Direction.
Set out the records as a JSON list of strings, one string per line with blank lines omitted, starting at the first line and ending at the line that contains "M263 131L296 133L304", both included.

/---

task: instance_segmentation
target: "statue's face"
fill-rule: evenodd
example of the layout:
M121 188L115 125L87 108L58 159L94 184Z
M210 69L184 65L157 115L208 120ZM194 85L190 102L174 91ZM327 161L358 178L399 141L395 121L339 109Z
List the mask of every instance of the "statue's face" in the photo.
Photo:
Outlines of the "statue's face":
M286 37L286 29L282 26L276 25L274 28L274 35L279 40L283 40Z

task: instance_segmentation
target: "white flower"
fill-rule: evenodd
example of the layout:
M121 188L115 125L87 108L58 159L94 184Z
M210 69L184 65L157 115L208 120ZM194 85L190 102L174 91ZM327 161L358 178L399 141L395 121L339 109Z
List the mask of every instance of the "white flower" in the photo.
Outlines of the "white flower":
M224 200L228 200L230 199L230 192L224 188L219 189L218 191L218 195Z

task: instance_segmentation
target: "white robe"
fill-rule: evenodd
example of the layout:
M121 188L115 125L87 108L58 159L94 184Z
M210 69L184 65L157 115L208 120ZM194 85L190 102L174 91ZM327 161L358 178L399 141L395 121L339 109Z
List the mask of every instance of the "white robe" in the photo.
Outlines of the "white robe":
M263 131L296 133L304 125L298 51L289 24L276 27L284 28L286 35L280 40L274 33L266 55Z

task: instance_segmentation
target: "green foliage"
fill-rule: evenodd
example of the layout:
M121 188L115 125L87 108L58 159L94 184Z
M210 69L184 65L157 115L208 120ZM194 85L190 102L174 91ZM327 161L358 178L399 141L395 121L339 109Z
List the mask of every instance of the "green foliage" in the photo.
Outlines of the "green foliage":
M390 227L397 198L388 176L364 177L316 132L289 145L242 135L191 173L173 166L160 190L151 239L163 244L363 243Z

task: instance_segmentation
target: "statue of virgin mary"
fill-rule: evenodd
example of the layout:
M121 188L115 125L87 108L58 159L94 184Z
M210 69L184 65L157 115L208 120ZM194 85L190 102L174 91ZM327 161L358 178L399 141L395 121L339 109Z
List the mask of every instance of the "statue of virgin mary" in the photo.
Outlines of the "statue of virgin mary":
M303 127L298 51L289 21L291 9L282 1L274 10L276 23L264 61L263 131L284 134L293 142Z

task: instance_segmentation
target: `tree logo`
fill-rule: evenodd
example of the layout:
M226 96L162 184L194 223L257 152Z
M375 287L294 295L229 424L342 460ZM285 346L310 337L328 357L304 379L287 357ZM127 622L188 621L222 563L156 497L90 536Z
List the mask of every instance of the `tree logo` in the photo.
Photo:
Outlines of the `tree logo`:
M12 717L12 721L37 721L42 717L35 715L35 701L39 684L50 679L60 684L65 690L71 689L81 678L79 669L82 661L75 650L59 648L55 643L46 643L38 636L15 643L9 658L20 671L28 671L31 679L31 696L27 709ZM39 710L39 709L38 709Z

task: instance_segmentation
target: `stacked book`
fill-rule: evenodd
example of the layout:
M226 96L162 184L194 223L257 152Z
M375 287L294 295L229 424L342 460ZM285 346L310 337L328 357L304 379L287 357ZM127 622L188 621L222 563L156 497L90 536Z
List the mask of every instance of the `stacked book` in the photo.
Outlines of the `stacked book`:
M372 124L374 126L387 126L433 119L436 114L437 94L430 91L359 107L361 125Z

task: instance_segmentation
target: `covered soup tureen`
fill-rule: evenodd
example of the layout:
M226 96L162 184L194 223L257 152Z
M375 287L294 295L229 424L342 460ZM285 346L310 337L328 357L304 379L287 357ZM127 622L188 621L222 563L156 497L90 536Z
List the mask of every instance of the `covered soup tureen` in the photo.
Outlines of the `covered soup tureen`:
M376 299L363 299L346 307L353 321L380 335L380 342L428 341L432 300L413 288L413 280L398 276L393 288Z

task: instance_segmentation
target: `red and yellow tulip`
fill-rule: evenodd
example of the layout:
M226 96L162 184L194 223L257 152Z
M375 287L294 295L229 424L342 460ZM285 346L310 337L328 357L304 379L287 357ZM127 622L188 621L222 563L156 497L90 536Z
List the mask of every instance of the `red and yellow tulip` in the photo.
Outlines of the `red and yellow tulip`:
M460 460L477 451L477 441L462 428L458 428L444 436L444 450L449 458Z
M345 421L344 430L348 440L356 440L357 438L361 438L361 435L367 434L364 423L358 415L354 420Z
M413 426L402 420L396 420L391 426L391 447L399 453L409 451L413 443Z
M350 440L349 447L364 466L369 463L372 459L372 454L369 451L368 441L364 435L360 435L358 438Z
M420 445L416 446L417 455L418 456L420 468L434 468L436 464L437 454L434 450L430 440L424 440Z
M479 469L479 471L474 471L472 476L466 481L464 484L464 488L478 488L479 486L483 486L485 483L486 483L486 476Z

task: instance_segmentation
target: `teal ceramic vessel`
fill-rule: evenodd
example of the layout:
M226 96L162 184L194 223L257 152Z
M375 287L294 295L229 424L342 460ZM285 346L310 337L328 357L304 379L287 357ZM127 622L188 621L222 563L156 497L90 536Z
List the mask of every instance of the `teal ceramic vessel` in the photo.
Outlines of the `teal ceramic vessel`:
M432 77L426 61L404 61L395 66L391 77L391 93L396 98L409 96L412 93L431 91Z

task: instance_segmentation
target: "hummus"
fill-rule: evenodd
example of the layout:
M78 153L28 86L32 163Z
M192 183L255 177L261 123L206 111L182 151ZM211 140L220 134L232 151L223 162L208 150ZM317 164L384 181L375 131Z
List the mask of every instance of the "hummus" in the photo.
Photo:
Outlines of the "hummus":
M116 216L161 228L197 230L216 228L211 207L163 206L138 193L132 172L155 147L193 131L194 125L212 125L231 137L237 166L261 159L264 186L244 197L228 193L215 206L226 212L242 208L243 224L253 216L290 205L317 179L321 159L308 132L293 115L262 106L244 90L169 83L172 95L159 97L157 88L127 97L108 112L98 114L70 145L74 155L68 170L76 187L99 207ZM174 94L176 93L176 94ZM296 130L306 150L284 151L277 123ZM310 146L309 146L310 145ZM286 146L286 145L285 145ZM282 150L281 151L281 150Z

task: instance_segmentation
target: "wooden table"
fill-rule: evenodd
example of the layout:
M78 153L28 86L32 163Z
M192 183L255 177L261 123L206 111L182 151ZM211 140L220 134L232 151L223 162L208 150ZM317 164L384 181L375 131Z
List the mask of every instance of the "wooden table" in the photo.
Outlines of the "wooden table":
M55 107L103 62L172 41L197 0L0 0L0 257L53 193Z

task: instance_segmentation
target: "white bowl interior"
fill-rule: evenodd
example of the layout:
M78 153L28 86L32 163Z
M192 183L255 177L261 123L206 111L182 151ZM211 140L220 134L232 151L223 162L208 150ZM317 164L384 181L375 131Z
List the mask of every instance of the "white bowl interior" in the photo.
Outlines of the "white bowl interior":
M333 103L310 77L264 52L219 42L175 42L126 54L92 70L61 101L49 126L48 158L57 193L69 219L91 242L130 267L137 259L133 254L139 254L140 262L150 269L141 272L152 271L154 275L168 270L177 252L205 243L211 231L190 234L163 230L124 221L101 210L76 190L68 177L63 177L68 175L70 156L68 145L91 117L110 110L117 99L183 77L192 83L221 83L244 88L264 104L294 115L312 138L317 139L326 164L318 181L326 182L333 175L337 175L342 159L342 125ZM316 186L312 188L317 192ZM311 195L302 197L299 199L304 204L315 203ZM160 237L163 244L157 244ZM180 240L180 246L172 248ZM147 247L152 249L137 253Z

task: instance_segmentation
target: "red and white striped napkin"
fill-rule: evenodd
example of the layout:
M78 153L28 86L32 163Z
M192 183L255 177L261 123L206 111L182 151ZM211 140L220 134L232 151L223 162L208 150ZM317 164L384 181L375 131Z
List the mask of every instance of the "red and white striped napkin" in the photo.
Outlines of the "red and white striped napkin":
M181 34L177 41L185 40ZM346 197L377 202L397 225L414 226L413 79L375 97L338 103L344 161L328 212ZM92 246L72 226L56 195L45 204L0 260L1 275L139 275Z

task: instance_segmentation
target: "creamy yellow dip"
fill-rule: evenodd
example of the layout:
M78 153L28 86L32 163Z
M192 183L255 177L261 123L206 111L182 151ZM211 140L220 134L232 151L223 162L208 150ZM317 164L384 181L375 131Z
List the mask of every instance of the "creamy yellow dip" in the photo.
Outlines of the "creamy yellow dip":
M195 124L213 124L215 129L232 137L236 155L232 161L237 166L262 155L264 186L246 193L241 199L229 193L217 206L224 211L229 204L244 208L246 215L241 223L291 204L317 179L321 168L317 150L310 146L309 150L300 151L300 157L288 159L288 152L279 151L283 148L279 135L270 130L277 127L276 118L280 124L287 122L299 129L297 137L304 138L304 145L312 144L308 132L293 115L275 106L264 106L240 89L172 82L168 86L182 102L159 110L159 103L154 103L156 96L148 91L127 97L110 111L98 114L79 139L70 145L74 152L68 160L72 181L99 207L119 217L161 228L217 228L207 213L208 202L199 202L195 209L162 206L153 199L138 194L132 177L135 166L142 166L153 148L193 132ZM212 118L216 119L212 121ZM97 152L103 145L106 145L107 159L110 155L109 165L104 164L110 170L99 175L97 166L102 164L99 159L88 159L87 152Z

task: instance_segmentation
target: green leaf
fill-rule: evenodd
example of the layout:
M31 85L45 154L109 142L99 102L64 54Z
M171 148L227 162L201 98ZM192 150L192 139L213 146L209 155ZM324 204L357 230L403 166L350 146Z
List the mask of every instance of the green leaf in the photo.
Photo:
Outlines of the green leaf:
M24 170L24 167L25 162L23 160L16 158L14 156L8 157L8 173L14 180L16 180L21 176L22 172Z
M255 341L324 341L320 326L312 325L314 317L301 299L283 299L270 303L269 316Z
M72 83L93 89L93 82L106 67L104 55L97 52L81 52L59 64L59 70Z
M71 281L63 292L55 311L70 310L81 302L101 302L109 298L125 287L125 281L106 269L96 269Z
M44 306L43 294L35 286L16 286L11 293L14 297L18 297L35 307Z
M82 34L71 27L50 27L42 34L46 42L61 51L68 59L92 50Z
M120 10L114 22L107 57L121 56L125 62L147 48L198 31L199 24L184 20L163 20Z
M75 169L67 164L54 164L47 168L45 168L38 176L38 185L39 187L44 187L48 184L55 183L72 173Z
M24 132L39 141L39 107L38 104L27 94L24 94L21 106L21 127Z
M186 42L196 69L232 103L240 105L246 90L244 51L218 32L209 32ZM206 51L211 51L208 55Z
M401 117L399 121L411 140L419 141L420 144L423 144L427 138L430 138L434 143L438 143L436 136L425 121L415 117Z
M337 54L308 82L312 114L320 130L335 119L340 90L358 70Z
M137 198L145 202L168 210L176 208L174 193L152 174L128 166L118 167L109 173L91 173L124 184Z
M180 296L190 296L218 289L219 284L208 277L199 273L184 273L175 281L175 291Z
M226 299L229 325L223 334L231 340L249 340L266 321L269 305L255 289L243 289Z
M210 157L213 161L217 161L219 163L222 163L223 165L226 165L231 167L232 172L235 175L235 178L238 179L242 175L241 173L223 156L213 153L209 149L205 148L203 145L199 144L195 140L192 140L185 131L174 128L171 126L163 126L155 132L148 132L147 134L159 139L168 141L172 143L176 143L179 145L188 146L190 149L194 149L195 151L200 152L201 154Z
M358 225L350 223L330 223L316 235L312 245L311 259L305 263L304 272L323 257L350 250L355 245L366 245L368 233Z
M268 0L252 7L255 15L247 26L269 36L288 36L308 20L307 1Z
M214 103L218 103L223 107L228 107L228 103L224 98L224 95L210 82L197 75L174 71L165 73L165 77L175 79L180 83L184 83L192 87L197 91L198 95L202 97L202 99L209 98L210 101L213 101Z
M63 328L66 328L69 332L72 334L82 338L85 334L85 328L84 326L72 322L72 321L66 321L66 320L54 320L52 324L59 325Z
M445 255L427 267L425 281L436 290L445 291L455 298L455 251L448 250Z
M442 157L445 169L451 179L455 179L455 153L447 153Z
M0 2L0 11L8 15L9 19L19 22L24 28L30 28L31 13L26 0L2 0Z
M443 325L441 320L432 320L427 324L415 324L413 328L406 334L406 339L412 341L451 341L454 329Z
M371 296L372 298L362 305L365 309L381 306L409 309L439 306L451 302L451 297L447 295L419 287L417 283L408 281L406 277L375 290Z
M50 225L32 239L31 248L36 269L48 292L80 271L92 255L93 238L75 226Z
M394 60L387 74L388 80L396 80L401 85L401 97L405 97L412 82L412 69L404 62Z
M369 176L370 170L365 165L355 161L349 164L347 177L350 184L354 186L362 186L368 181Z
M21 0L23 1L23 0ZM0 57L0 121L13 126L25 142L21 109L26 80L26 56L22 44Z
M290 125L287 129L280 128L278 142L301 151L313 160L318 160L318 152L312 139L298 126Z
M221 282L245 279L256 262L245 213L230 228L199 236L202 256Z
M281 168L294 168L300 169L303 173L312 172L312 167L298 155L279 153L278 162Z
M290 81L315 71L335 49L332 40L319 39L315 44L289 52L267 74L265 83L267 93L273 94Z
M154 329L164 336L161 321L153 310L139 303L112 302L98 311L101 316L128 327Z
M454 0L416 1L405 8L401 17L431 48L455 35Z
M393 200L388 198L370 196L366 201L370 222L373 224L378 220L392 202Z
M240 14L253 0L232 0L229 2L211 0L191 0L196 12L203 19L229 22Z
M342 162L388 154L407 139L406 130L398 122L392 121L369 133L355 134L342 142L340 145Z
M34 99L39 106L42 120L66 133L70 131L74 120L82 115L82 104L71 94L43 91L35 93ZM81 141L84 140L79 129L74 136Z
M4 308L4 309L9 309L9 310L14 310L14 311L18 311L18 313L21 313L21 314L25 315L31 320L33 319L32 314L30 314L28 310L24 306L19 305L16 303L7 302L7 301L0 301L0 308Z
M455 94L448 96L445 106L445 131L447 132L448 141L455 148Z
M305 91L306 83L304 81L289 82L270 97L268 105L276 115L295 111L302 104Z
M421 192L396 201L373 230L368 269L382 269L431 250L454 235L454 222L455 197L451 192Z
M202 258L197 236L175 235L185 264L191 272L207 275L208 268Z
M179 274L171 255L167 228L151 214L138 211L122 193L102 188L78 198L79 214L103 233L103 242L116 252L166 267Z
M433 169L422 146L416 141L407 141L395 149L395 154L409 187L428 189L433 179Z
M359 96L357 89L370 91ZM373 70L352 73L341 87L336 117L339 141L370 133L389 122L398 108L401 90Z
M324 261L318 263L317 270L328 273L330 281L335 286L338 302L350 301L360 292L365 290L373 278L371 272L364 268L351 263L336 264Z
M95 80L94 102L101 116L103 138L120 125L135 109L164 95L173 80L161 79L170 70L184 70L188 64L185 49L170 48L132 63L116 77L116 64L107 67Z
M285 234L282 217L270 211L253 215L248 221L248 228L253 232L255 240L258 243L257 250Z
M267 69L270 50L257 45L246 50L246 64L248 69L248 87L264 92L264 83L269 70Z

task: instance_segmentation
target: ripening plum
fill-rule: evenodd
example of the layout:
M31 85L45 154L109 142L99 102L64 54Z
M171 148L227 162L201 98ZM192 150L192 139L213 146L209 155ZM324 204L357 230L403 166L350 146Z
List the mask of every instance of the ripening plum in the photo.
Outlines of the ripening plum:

\---

Answer to the task.
[
  "task: instance_segmentation",
  "target: \"statue's face\"",
  "fill-rule: evenodd",
  "example of the layout:",
  "M121 188L115 125L87 108L58 159L94 184Z",
  "M210 69L184 65L157 115L208 120ZM194 85L190 102L174 91ZM327 161L358 178L399 141L395 121L339 109Z",
  "List the mask of every instance of the \"statue's face\" in the photo.",
  "Photo:",
  "Outlines of the \"statue's face\":",
  "M286 37L286 29L282 26L276 25L274 28L274 35L279 40L283 40Z",
  "task: instance_segmentation",
  "target: \"white flower\"",
  "fill-rule: evenodd",
  "example of the layout:",
  "M121 188L115 125L87 108L58 159L94 184Z",
  "M210 69L184 65L157 115L208 120ZM194 85L190 102L174 91ZM327 161L358 178L399 141L395 121L339 109Z",
  "List the mask of every instance of the \"white flower\" in the photo.",
  "Outlines of the \"white flower\":",
  "M224 200L228 200L230 199L230 192L224 188L219 189L218 191L218 195Z",
  "task: instance_segmentation",
  "target: \"white robe\"",
  "fill-rule: evenodd",
  "example of the layout:",
  "M121 188L115 125L87 108L58 159L94 184Z",
  "M210 69L184 65L157 115L208 120ZM194 85L190 102L174 91ZM327 161L358 178L399 141L395 121L339 109Z",
  "List the mask of every instance of the \"white robe\" in the photo.",
  "Outlines of the \"white robe\":",
  "M263 131L296 133L304 125L298 51L289 24L276 27L284 28L286 35L280 40L274 33L266 55Z"
]